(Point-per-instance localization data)
= = =

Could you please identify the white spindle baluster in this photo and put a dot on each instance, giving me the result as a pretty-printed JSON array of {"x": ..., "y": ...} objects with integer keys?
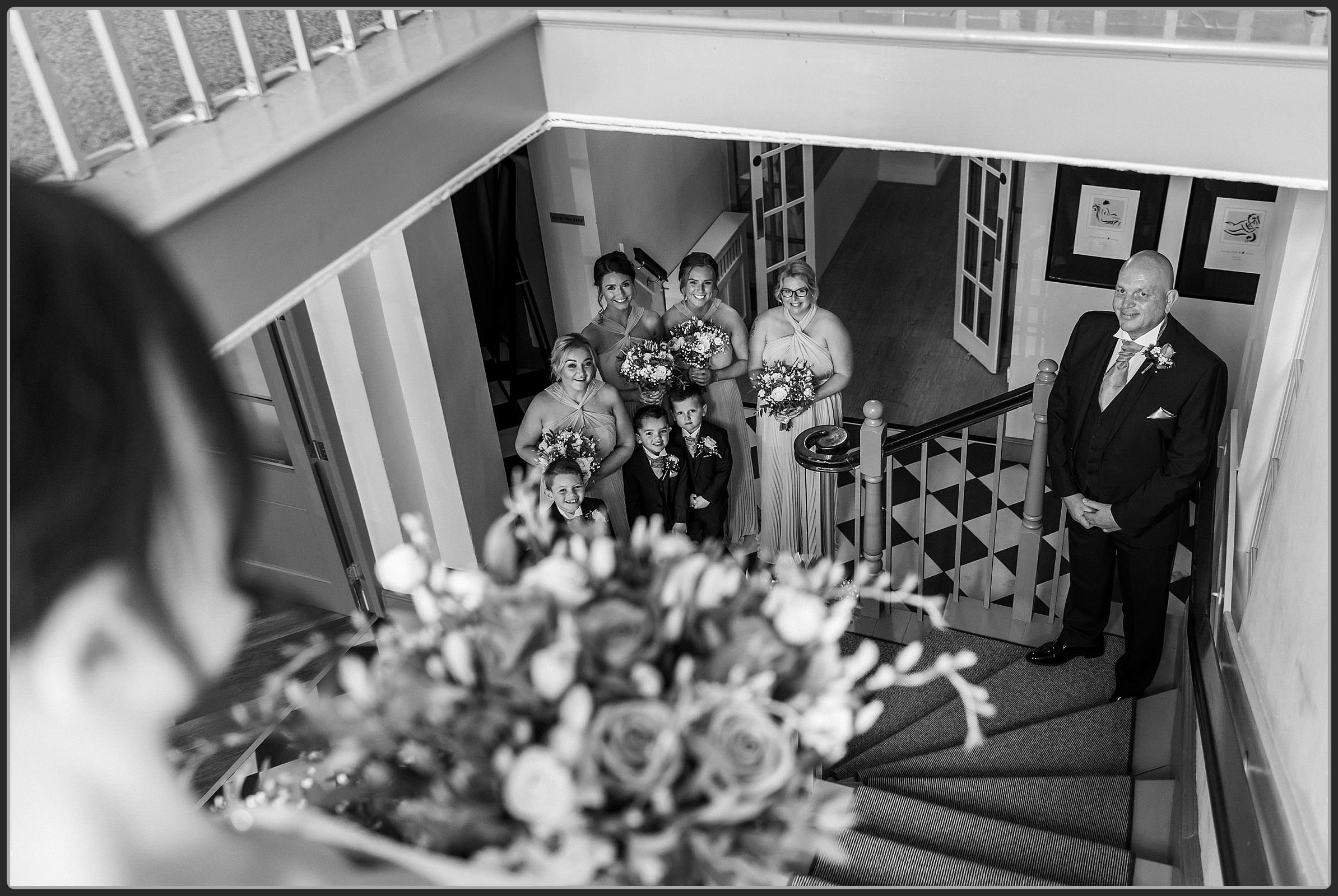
[
  {"x": 46, "y": 87},
  {"x": 184, "y": 45},
  {"x": 961, "y": 512},
  {"x": 122, "y": 78},
  {"x": 298, "y": 31},
  {"x": 247, "y": 51},
  {"x": 349, "y": 30}
]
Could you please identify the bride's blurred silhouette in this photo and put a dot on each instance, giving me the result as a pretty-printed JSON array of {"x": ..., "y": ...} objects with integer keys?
[{"x": 129, "y": 491}]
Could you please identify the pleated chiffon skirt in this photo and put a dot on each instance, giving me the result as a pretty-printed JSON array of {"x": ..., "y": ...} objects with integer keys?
[
  {"x": 798, "y": 505},
  {"x": 727, "y": 411}
]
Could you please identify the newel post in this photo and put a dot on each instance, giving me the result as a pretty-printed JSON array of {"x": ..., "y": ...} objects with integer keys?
[
  {"x": 871, "y": 473},
  {"x": 1029, "y": 539}
]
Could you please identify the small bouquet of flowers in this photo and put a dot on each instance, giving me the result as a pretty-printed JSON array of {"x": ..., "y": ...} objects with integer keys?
[
  {"x": 649, "y": 366},
  {"x": 569, "y": 443},
  {"x": 584, "y": 711},
  {"x": 696, "y": 342},
  {"x": 784, "y": 390}
]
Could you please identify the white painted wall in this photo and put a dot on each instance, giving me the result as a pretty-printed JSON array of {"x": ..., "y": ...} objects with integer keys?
[
  {"x": 851, "y": 87},
  {"x": 659, "y": 193},
  {"x": 651, "y": 192},
  {"x": 560, "y": 164},
  {"x": 925, "y": 169},
  {"x": 1285, "y": 643},
  {"x": 838, "y": 200},
  {"x": 1044, "y": 312}
]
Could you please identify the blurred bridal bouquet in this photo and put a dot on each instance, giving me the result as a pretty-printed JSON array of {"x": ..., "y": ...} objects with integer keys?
[{"x": 591, "y": 712}]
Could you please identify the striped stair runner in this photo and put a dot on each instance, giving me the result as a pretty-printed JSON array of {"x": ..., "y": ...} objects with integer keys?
[{"x": 1047, "y": 800}]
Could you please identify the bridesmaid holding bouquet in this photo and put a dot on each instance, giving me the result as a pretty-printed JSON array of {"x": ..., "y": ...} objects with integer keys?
[
  {"x": 798, "y": 505},
  {"x": 620, "y": 324},
  {"x": 699, "y": 280},
  {"x": 578, "y": 400}
]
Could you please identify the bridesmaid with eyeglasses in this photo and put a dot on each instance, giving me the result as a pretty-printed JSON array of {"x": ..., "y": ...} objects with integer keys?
[{"x": 799, "y": 505}]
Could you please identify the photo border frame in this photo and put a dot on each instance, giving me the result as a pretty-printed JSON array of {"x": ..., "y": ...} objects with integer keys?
[
  {"x": 1066, "y": 267},
  {"x": 1191, "y": 277}
]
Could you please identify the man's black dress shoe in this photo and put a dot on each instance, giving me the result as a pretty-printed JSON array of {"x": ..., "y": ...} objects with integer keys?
[{"x": 1057, "y": 654}]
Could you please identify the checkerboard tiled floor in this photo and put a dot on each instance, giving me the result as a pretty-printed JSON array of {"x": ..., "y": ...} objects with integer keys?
[{"x": 944, "y": 471}]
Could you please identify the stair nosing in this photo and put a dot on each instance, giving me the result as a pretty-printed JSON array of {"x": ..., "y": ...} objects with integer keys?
[{"x": 1066, "y": 842}]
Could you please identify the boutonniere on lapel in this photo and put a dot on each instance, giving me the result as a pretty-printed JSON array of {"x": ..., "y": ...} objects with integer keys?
[
  {"x": 668, "y": 464},
  {"x": 1160, "y": 356}
]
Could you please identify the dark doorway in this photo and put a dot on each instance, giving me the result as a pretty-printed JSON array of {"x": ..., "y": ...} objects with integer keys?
[
  {"x": 498, "y": 225},
  {"x": 891, "y": 283}
]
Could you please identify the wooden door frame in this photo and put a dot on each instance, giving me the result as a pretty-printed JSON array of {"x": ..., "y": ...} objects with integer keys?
[{"x": 333, "y": 474}]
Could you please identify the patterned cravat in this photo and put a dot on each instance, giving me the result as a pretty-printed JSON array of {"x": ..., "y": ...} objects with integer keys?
[{"x": 1119, "y": 374}]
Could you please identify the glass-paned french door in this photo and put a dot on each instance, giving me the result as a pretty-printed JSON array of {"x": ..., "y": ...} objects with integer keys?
[
  {"x": 783, "y": 211},
  {"x": 982, "y": 244}
]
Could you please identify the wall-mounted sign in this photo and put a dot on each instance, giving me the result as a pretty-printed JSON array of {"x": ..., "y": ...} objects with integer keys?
[
  {"x": 1100, "y": 218},
  {"x": 1227, "y": 229}
]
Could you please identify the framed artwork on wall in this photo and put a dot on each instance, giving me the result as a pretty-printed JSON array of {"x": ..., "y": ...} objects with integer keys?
[
  {"x": 1100, "y": 218},
  {"x": 1227, "y": 229}
]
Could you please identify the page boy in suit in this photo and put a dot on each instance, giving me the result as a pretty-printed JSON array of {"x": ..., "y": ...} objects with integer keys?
[
  {"x": 564, "y": 484},
  {"x": 657, "y": 478},
  {"x": 711, "y": 463},
  {"x": 1133, "y": 415}
]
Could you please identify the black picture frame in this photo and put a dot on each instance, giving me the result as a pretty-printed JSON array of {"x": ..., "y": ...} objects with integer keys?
[
  {"x": 1067, "y": 267},
  {"x": 1191, "y": 277}
]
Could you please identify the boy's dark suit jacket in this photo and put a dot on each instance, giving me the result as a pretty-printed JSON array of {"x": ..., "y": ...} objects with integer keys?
[
  {"x": 1149, "y": 464},
  {"x": 588, "y": 507},
  {"x": 709, "y": 480},
  {"x": 649, "y": 495}
]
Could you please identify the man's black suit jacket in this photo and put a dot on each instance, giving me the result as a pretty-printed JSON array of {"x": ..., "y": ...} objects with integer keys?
[
  {"x": 1149, "y": 467},
  {"x": 649, "y": 495},
  {"x": 709, "y": 480}
]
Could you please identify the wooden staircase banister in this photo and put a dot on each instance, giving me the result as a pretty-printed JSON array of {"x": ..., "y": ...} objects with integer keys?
[{"x": 829, "y": 449}]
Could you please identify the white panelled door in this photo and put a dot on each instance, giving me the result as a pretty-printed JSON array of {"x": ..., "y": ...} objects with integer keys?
[
  {"x": 783, "y": 211},
  {"x": 982, "y": 240}
]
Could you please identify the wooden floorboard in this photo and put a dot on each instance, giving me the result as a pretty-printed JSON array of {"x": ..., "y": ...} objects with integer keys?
[{"x": 891, "y": 283}]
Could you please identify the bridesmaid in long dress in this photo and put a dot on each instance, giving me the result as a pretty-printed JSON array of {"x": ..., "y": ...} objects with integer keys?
[
  {"x": 798, "y": 505},
  {"x": 620, "y": 324},
  {"x": 698, "y": 280},
  {"x": 580, "y": 400}
]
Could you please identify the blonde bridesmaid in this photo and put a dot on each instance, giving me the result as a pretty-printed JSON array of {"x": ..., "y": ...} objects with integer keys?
[
  {"x": 620, "y": 324},
  {"x": 580, "y": 400},
  {"x": 798, "y": 505},
  {"x": 699, "y": 281}
]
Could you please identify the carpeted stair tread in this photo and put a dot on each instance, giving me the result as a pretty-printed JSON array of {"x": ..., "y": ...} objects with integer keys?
[
  {"x": 1090, "y": 807},
  {"x": 1002, "y": 844},
  {"x": 1024, "y": 693},
  {"x": 807, "y": 880},
  {"x": 906, "y": 705},
  {"x": 1091, "y": 741},
  {"x": 875, "y": 862}
]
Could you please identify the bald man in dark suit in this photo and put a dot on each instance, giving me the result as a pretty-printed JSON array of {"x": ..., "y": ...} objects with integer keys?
[{"x": 1133, "y": 418}]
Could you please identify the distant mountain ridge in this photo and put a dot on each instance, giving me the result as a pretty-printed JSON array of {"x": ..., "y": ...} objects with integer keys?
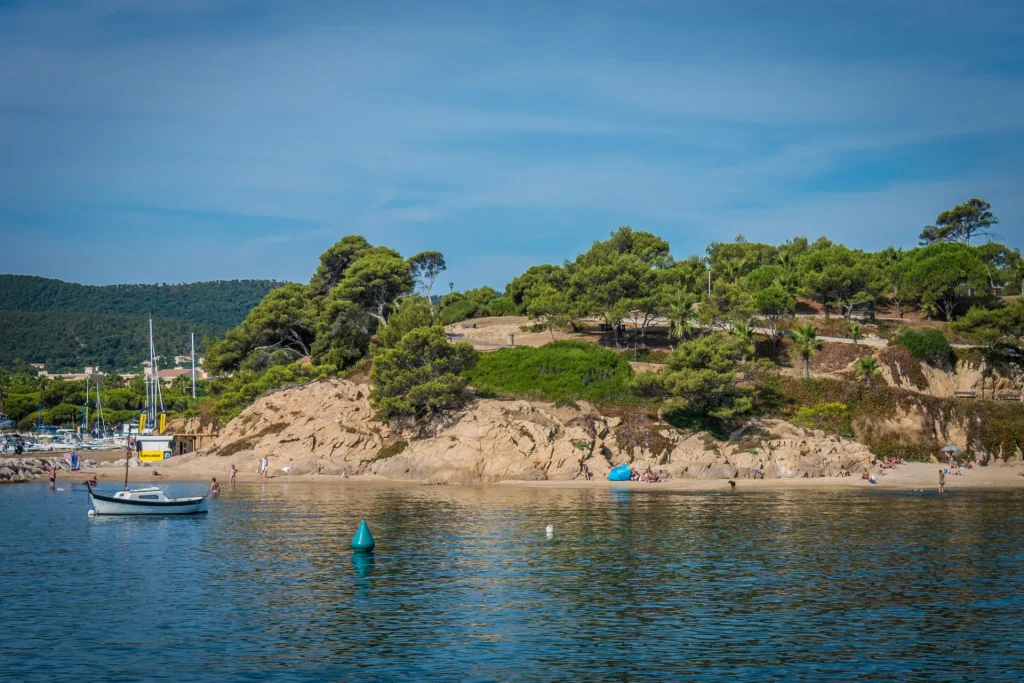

= = =

▶ _YOUR INSTRUCTIONS_
Could you return each line, unchanged, from the line containing "Could you please identify the bald" through the last line of the entries above, leaving out the pictures?

▶ _WRITTEN ANSWER_
Could you please identify the bald man in dark suit in this photo and put a dot on each instance, giving me the result as a pretty-printed JSON array of {"x": ..., "y": ...} objects with integer keys?
[{"x": 1133, "y": 418}]
Could you please identify the distant mountain ridge in this photo and put a dot on each instance, giving me the result as a pretty-printed JSON array of {"x": ..., "y": ...} objects with integer keys?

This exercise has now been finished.